# [Teks Sumber]
'''

Cara membesarkannya sesuai kurikulum yang tengah berlaku saat ini di Indonesia, pendidikan berkarakter. Hanya saja system pendidikan di Indonesia kurang konsisten, mendengung dengungkan pentingnya pendidikan berkarakter tapi di sisi lain barometer pendidikan masih mengacu pada nilai Ujian Sekolah. Kualitas sebuah sekolah masih dilihat dari tingginya nilai ujian.
Seperti yang terjadi di sekolah dasar, setiap tahun, memasuki tahun ajaran baru, guru guru kelas 6 mulai bersiap memasuki perlombaan. Karena nilai ujian juga merupakan harga diri dari seorang guru kelas enam. Semester awal mereka pakai untuk menyelesaikan materi satu tahun. Anak anak di paksa menghabisi “makanan” satu tahun dalam waktu enam bulan. Dan semester berikutnya system drill di berlakukan. Setiap hari anak anak di sunguhi soal yang sama jenisnya mengacu pada kisi kisi yang sudah ada. Bagaimana nilai mereka tidak melonjak tinggi jika setiap hari sudah terbiasa mengerjakan soal yang sama jenisnya. Bagi anak yang berprestasi tentu bukan hal yang sulit mencapai nilai sempurna. Bukan suatu dosa besar sebenarnya, akan tetapi nilai yang tinggi di ijazah terkadang tidak sebanding dengan kemampuan anak ketika di sekolah lanjutan. Belum lagi masih ada beberapa pengawas yang menerapkan system “kebijaksanaan” ketika mengawasi jalannya ujian. Mereka membiarkan perilaku yang tidak sesuai dengan nilai nilai pancasila walaupun itu terjadi di depan mata. Alhasil menguaplah sudah makna dari pendidikan karakter, hanya tersisa pada banner yang terpajang di sekolah “ Prestasi penting, Jujur yang utama”.

'''

# [Data Tersedia]

'''

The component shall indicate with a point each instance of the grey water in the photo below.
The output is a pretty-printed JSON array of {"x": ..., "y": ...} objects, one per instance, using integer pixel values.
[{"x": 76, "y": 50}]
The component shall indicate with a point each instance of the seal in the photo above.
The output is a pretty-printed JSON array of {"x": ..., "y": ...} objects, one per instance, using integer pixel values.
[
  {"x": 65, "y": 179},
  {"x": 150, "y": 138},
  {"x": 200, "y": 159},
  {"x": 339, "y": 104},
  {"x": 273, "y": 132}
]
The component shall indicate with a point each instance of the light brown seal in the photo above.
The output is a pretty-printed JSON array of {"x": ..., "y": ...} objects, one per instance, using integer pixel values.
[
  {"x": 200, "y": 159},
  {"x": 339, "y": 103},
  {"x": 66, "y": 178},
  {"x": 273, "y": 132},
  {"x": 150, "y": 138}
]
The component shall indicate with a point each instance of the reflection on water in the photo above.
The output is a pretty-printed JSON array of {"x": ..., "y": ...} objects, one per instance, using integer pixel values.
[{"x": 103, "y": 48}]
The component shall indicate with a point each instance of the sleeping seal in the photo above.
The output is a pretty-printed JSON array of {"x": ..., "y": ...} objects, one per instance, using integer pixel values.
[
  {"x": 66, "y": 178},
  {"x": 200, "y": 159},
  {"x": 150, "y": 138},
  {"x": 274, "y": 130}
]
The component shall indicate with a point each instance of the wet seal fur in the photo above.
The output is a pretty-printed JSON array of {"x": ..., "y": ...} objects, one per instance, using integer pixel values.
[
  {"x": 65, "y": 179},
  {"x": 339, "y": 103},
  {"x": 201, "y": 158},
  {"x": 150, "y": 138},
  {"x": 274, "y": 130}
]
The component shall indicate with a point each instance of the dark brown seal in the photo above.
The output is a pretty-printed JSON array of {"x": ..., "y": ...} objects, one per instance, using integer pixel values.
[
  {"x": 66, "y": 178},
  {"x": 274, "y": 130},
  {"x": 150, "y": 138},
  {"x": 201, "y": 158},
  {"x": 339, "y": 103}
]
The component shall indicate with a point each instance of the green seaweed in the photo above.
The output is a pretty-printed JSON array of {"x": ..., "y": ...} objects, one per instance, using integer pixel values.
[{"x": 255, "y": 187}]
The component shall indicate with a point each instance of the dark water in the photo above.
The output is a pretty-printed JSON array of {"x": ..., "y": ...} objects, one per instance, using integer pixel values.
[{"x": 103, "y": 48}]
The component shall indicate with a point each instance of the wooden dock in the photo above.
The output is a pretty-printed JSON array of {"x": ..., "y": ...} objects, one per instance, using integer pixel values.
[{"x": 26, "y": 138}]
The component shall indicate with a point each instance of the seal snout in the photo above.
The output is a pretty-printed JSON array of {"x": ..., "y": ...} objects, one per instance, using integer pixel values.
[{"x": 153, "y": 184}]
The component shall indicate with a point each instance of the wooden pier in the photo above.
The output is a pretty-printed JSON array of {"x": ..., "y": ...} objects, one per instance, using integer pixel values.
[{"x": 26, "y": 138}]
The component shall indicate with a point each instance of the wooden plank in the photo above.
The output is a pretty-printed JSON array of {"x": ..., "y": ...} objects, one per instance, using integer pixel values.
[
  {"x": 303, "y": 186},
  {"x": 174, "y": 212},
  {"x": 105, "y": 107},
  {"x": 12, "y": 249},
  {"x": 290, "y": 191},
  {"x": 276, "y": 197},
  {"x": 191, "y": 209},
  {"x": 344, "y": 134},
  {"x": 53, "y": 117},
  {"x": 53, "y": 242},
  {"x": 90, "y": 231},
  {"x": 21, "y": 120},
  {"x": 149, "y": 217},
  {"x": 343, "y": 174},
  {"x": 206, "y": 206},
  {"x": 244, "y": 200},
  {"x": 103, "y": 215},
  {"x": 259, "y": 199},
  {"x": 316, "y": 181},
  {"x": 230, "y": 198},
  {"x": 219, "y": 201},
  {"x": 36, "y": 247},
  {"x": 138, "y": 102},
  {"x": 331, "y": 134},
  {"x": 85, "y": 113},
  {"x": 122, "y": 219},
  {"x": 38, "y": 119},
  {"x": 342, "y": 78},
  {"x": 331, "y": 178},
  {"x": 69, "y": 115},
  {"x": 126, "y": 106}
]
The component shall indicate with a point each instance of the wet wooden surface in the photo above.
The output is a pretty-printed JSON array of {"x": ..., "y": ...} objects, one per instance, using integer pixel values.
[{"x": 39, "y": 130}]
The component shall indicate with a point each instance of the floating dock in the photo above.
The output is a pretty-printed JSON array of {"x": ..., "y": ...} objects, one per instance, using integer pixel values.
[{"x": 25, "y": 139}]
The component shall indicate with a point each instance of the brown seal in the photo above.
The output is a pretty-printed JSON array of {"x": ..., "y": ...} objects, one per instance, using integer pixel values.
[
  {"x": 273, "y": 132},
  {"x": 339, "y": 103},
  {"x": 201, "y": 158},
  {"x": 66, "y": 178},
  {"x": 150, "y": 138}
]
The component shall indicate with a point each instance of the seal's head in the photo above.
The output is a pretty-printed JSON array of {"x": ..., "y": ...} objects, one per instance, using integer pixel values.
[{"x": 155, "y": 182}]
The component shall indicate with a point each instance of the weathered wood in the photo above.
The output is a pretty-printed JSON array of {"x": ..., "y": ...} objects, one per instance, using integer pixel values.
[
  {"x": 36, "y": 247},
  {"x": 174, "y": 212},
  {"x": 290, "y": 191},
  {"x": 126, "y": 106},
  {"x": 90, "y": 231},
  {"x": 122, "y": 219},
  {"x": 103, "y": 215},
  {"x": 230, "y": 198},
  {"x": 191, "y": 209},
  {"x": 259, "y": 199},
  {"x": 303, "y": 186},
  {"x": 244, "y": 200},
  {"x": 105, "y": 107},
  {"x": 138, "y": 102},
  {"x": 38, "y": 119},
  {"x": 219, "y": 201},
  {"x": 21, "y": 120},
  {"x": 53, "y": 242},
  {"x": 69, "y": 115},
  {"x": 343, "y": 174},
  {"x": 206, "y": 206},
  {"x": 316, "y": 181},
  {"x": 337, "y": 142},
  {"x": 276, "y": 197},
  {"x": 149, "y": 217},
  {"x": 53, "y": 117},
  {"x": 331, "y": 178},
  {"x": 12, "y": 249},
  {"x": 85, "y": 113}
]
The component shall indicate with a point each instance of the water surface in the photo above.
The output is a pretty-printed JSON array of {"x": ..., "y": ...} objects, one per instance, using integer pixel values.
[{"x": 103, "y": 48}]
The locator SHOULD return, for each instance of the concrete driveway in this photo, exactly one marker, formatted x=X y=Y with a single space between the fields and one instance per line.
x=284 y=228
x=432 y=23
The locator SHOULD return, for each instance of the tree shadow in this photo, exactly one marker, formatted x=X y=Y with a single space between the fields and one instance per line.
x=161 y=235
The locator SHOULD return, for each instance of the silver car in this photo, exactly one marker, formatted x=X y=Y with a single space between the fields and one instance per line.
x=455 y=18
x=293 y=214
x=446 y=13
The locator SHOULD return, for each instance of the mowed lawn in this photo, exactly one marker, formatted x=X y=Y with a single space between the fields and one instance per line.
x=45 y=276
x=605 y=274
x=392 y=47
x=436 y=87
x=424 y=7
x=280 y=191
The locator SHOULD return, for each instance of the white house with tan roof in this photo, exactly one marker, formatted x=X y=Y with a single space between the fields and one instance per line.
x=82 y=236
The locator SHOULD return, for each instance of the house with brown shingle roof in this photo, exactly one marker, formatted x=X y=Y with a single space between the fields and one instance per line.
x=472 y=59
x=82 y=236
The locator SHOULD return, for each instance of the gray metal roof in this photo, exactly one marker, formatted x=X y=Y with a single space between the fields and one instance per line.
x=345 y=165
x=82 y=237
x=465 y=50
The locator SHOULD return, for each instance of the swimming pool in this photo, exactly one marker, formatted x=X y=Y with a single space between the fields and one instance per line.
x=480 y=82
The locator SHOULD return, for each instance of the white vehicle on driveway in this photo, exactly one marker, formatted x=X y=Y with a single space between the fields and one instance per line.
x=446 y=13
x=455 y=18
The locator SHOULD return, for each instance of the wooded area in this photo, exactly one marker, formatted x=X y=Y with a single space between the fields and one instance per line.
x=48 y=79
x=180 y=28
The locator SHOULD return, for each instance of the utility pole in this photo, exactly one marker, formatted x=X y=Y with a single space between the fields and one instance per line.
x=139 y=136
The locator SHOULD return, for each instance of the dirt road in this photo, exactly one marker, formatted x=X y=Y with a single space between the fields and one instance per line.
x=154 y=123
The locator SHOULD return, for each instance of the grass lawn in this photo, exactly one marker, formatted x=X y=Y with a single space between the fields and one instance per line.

'''

# [Latihan Singkat A]
Ketik ulang bagian teks tentang pendidikan karakter di atas, antara "Cara membesarkannya sesuai" dan "tingginya nilai ujian.", termasuk kedua batas tersebut.
# [Latihan Singkat B]
Tulis kelanjutan teks tentang pendidikan karakter di atas, dimulai setelah kalimat terakhirnya.

# [Jawaban A]
Cara membesarkannya sesuai kurikulum yang tengah berlaku saat ini di Indonesia, pendidikan berkarakter. Hanya saja system pendidikan di Indonesia kurang konsisten, mendengung dengungkan pentingnya pendidikan berkarakter tapi di sisi lain barometer pendidikan masih mengacu pada nilai Ujian Sekolah. Kualitas sebuah sekolah masih dilihat dari tingginya nilai ujian.

# [Jawaban B]
Waduh malah jadi ngelantur kemana mana. Sebagai penutup, bagi saya, kehidupan Ratna Farida Mansyur menjadi inspirasi dalam hal berbagi pada sesama. Hidup itu indah jika kita punya jiwa yang ikhlas dalam berbagi. Dan dalam hidup kita mesti harus terus belajar, terumata dalam hal mendidik anak. Tidak selalu jika anak mematuhi perintah orang tua maka anak itu dicap sebagai anak yang baik, dan sebaliknya jika anak tidak menurut kehendak orang tua maka si anak mendapat predikat tidak patuh. Anak kita bukanlah kita, mereka punya kehidupan dan masa depannya sendiri.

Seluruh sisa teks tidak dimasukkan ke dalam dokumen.